* EXERCISE TASK A *
In the mailing-list reply about PageRank, write out the passage from "But again to" to "detail pages." again, changing "main page" to "home page".
* EXERCISE TASK B *
According to the mailing-list reply about PageRank, what estimate of indexed pages appears from the second results page onward?
* EXERCISE TASK C *
Resume the mailing-list reply about PageRank from the point where it stops.
***** DOCUMENT SECTION
Re: ANN: WebDataCommons.org - Offering 3.2 billion quads current RDFa, Microdata and Miroformat data extracted from 65.4 million websites from Peter Mika on 2012-04-17 (public-vocabs@w3.org from April 2012)

From: Peter Mika <pmika@yahoo-inc.com>
Date: Tue, 17 Apr 2012 18:56:52 +0200
To: Martin Hepp <martin.hepp@ebusiness-unibw.org>
CC: "public-vocabs@w3.org Vocabularies" <public-vocabs@w3.org>, "public-lod@w3.org" <public-lod@w3.org>, Chris Bizer <chris@bizer.de>
Message-ID: <4F8DA0D4.30609@yahoo-inc.com>
Hi Martin,

It's not as simple as that, because PageRank is a probabilistic 
algorithm (it includes random jumps between pages), and I wouldn't 
expect that wayfair.com would include 2M links on a single page (that 
would be one very long webpage).

But again to reiterate the point, search engines would want to make sure 
that they index the main page more than they would want to index the 
detail pages.

You can do a site query to get a rough estimate of the ranking without a 
query string:

search.yahoo.com/search?p=site%3Awayfair.com

You will see that most of the pages are category pages. If you go to 2nd 
page and onward you will see an estimate of 1900 pages indexed.
**********
***** RECORDS PROVIDED
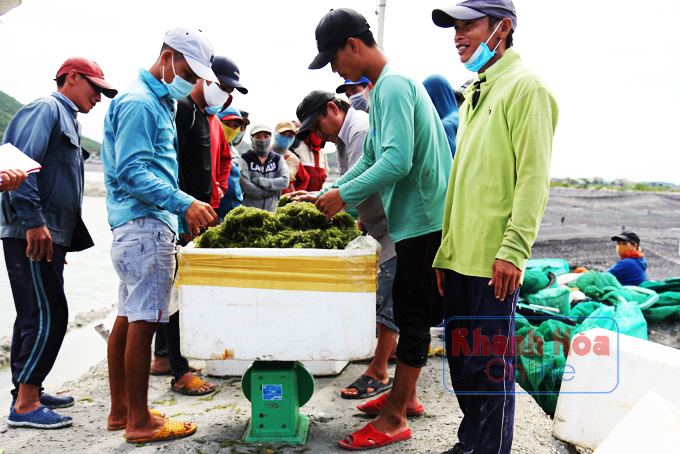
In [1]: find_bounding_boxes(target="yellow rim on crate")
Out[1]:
[178,250,377,293]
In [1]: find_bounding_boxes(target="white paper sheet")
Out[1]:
[0,143,42,173]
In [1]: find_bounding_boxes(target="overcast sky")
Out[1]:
[0,0,680,183]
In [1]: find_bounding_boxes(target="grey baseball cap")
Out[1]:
[163,27,217,82]
[432,0,517,30]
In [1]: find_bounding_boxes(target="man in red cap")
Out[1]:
[0,57,117,428]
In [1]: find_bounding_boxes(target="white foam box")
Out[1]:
[553,328,680,452]
[594,391,680,454]
[177,246,377,361]
[205,359,349,377]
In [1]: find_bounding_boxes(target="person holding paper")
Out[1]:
[0,169,28,192]
[0,58,117,428]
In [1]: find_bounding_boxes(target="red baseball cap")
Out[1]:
[56,57,118,98]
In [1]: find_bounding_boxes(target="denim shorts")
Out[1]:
[375,256,399,333]
[111,218,176,323]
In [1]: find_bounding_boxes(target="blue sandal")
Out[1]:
[7,405,73,429]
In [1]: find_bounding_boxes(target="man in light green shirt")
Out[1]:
[298,8,451,450]
[432,0,558,454]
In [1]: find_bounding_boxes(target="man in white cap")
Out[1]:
[102,27,217,443]
[432,0,558,454]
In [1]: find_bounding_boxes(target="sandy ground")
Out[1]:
[5,186,680,454]
[0,358,576,454]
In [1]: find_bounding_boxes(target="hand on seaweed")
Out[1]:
[185,200,217,236]
[286,191,319,203]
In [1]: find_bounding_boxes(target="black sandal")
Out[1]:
[340,374,394,399]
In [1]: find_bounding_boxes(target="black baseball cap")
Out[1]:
[432,0,517,30]
[295,90,335,140]
[309,8,371,69]
[612,232,640,246]
[212,56,248,95]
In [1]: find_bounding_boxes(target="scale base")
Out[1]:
[242,415,309,445]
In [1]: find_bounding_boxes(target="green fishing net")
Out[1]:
[194,203,361,249]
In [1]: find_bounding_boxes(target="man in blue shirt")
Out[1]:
[102,27,217,443]
[607,232,647,285]
[0,58,116,428]
[0,169,28,192]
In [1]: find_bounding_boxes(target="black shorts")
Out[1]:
[392,230,444,367]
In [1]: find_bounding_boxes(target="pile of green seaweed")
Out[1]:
[194,197,361,249]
**********
* EXERCISE RESULT A *
But again to reiterate the point, search engines would want to make sure 
that they index the home page more than they would want to index the 
detail pages.

* EXERCISE RESULT B *
An estimate of 1900 pages indexed.

* EXERCISE RESULT C *
Of course, I agree with you that a search engine focused on structured 
data, especial if domain-specific, might want to reach all the pages and 
index all the data. I'm just saying that current search engines don't, 
and CommonCrawl is mostly trying to approximate them (if I understand 
correctly what they are trying to do). To actually see if the 
CommonCrawl is any good as input to web indexing and search, one would 
have to build a search engine on it....

Cheers,
Peter

On 4/17/12 5:43 PM, Martin Hepp wrote:
> Hi Peter,
>
> Thanks for your feedback. However,
>
> > PageRank does transfer along the edges of the web graph, so a highly 
> ranked homepage would transfer it's PageRank to the pages leading from it.
>
> Do you mean that if http://wayfair.com/ can pass along its pagerank to 
> all of its 2,000,000 sub-pages *in parallel*?
>
> I had understood from the algorithm (e.g. [1]) that
>
> "The PageRank transferred from a given page to the targets of its 
> outbound links upon the next iteration *is divided equally among all 
> outbound links.*"
>
> which means that a shop main page with a pagerank of say 1 would only 
> transfer a fraction of this, i.e.
>
> 1 / 2,000,000 = 0.0000005
>
> to each of the "deep" links.
>
> So the typical scenario will be as shown in the attached illustration, 
> which PR of close to zero for deep links.
>
> This would also explain my earlier observation from [2].
>
> You can also see from a brief look at the entity types found in the 
> stats that they find prominently those that also make sense on the 
> main and category pages.
>
> The Data Web does not happen on the landing pages and their nearest 
> neighbors, so the CommonCrawl corpus in its current form is useless 
> for making any statements about the data exposed on the Web.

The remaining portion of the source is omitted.